Check each line of the material for the string "rough", and copy the lines that have it.

....................

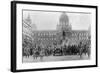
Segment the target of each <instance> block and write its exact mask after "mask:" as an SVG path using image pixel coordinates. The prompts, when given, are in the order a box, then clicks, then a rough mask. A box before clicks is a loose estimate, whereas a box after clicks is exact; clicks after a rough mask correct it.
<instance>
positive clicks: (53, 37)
mask: <svg viewBox="0 0 100 73" xmlns="http://www.w3.org/2000/svg"><path fill="white" fill-rule="evenodd" d="M27 20H28V22H27V24H31V23H29V22H31V19H30V18H29V17H28V19H27ZM24 25H26V23H24V21H23V35H25V33H24V32H26V30H25V27H24ZM33 29H34V30H33ZM27 30H28V33H27V35H28V34H30V35H28V36H29V37H30V38H31V40H32V44H37V45H45V46H46V45H78V44H79V43H80V42H83V43H86V42H87V41H88V40H90V39H91V38H90V37H91V34H90V33H91V32H90V30H72V25H71V24H70V23H69V18H68V16H67V14H66V13H65V12H63V13H62V14H61V16H60V18H59V24H58V25H57V27H56V30H50V31H49V30H46V31H38V30H36V29H35V28H33V27H30V26H28V28H27Z"/></svg>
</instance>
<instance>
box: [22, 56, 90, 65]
mask: <svg viewBox="0 0 100 73" xmlns="http://www.w3.org/2000/svg"><path fill="white" fill-rule="evenodd" d="M87 59H89V58H88V56H87V55H82V58H80V56H79V55H67V56H44V57H43V58H42V59H41V58H40V57H38V58H37V59H34V58H33V57H32V56H29V58H28V57H23V63H30V62H49V61H69V60H87Z"/></svg>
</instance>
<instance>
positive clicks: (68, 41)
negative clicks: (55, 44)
mask: <svg viewBox="0 0 100 73" xmlns="http://www.w3.org/2000/svg"><path fill="white" fill-rule="evenodd" d="M57 31H59V32H58V33H57V34H58V35H57V37H58V40H59V41H58V43H59V44H62V45H65V44H66V43H67V44H68V42H69V38H70V37H71V25H70V24H69V18H68V15H67V14H66V13H65V12H63V13H62V14H61V16H60V18H59V24H58V25H57Z"/></svg>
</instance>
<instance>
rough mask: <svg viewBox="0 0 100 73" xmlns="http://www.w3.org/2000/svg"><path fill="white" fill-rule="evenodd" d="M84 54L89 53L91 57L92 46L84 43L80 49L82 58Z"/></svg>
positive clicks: (86, 54)
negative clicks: (84, 44) (90, 45)
mask: <svg viewBox="0 0 100 73" xmlns="http://www.w3.org/2000/svg"><path fill="white" fill-rule="evenodd" d="M82 54H85V55H88V57H90V47H89V45H83V46H82V47H81V48H80V49H79V55H80V58H82Z"/></svg>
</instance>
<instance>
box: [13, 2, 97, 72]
mask: <svg viewBox="0 0 100 73" xmlns="http://www.w3.org/2000/svg"><path fill="white" fill-rule="evenodd" d="M17 4H35V5H49V6H60V7H61V6H63V7H64V6H67V7H81V8H94V9H96V15H95V16H96V26H95V27H96V30H95V31H96V35H95V36H96V57H95V58H96V61H95V62H96V64H95V65H85V66H74V67H73V66H72V67H53V68H39V69H23V70H17V69H16V65H17V62H16V60H17V58H16V52H17V51H16V47H17V46H16V39H17V38H16V36H17V34H16V31H17V30H16V29H17V27H16V17H17V16H16V12H17V9H16V6H17ZM97 27H98V6H91V5H75V4H59V3H44V2H28V1H11V71H12V72H25V71H43V70H58V69H75V68H90V67H97V66H98V41H97V40H98V28H97Z"/></svg>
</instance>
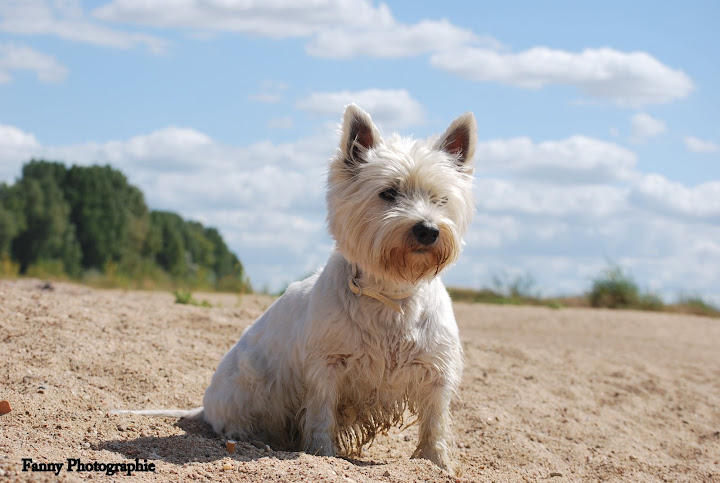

....................

- Exercise response:
Segment the target of each <instance> block and write its exact mask after "mask:" as an SVG path using image pixel coordinates. The prompts, when given, are in the order a box, then clicks, then a rough mask. A box before clicks is a loose estimate, whereas a box after clicks is exact; clicks after a rough mask correct it.
rough mask: <svg viewBox="0 0 100 73" xmlns="http://www.w3.org/2000/svg"><path fill="white" fill-rule="evenodd" d="M84 54L89 53L91 57L92 46L84 43L80 49L82 58Z"/></svg>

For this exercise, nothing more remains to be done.